本文:

● ● ● ● ● ● ●

フランク・ロイド・ライトの建築を巡って:
アリゾナ・ビルトモア・ホテル - 1
(フェニックス、アリゾナ、アメリカ合衆国)
アリゾナの州都フェニックスには、フランク・ロイド・ライトの作品がかなり現存しています。代表作であるタリアセン・ウエスト、教会、たくさんの個人住宅、そして、曰く付きのアリゾナ・ビルトモア・ホテルです。
なぜ曰く付きかと言うと、ライトの関与をどこまでと見るかで、意見が分かれるからです。経営するウォルドルフ・アストリアは、ライトの名をかなり前面に出していますが、実際のところは、ライトに住宅を依頼したクライアントの息子であり、事務所で働いたことのあるアルバート・マッカーサーが、ライトの監修とブロック造の特許供与を受けて設計したというあたりに、落ち着いているようです。
ただ、何度もそのことが蒸し返されるのは、このホテルが、ライトの作品たるにふさわしい質を備えているからなのでしょう。出来上がった建築を見たライトは、「2階建てを4階建てにしたため、プロポーションが壊れている」と言ったとか、ブロックを構造として使わず、コンクリートや鉄材を採用したことを怒ったとか。そういう話も、実は、自分の関与が弱いのに、かなりの作品ができたことに対する裏返しの表現だったのではないか、という気がします。
アルバート・マッカーサーには、失礼ですが、すぐれた信奉者が、本人以上に、本人らしい作品をつくってしまうのはよくあること。客観的に対象を見ている故、見事にエッセンスをすくいあげてしまうのでしょう。実際に感じたのも、シンプルなライトという印象。本人がのめり込んだら、もっと装飾的で、ぐちゃぐちゃしていた可能性もおおあり。オリジナルと模倣の関係について、考えさせる建築です。

● ● ● ● ● ● ●

データ:
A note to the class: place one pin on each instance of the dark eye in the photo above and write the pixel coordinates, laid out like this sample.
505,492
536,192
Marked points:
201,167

● ● ● ● ● ● ●

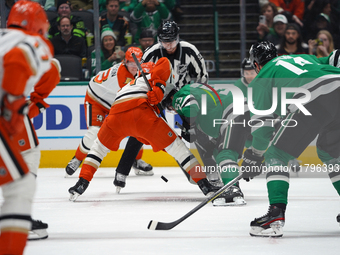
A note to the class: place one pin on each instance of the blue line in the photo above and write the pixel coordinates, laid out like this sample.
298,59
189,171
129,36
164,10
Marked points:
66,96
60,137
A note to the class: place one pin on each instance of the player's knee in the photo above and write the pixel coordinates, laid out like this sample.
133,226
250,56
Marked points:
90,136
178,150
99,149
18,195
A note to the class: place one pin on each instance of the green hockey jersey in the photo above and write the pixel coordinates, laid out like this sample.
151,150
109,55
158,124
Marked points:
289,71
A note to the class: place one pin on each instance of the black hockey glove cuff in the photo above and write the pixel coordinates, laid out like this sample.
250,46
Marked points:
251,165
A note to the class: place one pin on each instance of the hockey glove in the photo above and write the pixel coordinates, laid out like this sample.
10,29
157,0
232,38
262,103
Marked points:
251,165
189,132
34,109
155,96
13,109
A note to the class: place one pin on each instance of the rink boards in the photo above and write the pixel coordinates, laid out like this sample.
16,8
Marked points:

● ● ● ● ● ● ●

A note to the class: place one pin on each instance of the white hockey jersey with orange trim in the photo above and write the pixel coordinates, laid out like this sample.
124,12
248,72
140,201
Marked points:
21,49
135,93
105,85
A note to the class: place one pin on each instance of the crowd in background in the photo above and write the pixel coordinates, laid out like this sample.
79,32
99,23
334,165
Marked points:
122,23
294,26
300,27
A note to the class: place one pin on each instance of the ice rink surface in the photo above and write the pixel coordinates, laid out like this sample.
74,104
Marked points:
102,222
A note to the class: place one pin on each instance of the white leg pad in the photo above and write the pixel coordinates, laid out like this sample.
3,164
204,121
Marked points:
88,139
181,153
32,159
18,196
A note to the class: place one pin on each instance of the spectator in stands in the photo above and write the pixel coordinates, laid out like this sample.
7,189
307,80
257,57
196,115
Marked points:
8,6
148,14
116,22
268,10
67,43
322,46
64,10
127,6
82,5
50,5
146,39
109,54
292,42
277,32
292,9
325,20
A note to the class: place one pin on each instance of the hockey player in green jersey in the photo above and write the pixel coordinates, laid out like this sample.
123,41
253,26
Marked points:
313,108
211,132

● ● ● ● ● ● ●

課題:
アリゾナ・ビルトモア・ホテルについての本文では、ライトの監修とブロック造の特許供与を受けてこのホテルを設計した人物は誰だとされていますか？

解答例:
アルバート・マッカーサー